### [Exercise directions]
The records are to be restated in their entirety, word for word.

───── Dataset

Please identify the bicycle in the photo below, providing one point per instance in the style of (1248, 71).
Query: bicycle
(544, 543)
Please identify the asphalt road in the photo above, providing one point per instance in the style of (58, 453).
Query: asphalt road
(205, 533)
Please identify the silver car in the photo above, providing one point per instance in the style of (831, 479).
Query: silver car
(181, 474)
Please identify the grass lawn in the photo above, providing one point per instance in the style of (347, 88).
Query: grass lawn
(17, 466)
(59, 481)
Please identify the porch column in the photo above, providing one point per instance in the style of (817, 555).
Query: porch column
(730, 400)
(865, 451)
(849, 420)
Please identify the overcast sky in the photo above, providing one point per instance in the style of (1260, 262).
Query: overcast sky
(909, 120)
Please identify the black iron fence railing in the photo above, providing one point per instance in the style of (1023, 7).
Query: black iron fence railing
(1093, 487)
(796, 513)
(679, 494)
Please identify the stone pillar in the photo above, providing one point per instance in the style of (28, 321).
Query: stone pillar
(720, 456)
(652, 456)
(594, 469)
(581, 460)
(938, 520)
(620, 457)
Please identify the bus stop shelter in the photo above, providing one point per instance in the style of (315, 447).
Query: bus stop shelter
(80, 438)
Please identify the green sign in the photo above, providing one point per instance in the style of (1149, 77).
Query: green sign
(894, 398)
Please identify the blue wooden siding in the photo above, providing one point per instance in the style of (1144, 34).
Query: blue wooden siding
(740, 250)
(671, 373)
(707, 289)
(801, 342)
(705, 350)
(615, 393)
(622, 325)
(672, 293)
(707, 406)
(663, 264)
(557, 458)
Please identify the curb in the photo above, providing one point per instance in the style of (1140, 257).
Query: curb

──────────

### [Expected answer]
Please identify the bicycle in the photo below, providing one point per instance in the style of (1248, 71).
Query: bicycle
(544, 543)
Please identify the asphalt road in the photo above, providing one point per instance in the style of (58, 453).
Query: asphalt road
(205, 533)
Please identify the silver car in the photo above, providing one point per instance in the style of (831, 479).
Query: silver car
(181, 474)
Please identify the grass lawn in the photo above, providing one point per instance in the style of (347, 88).
Query: grass lawn
(17, 466)
(59, 481)
Please identify the porch column in the photo above, providing one point per instance in the style of (817, 555).
Query: porch column
(730, 400)
(865, 451)
(849, 420)
Please identify the overcast sky in the photo above, providing one point per instance in the style of (1260, 262).
Query: overcast sky
(909, 120)
Please identify the black iron fence railing in the photo above, providing one point per instance in the style of (1023, 7).
Query: black iron fence railing
(1093, 487)
(796, 513)
(679, 494)
Please identify the stone pillar in the photo above, providing one point per instance in the style of (28, 321).
Query: stone pillar
(720, 456)
(652, 456)
(594, 469)
(581, 460)
(938, 520)
(620, 457)
Please identify the bus stop shelter in the photo above, providing one point per instance in the style of (315, 447).
Query: bus stop shelter
(80, 438)
Please identify the green sign in the photo above, providing one point per instance in the style of (1149, 77).
Query: green sign
(894, 398)
Please identify the blue wooden siding in the photo above, providing one point per instance in the style of (1144, 34).
Query: blue wooden siding
(740, 250)
(671, 373)
(707, 289)
(801, 342)
(705, 350)
(615, 393)
(622, 325)
(672, 293)
(707, 406)
(663, 264)
(557, 458)
Please identify the curb in the photo above, providing one point per instance in the style of (1140, 257).
Query: curb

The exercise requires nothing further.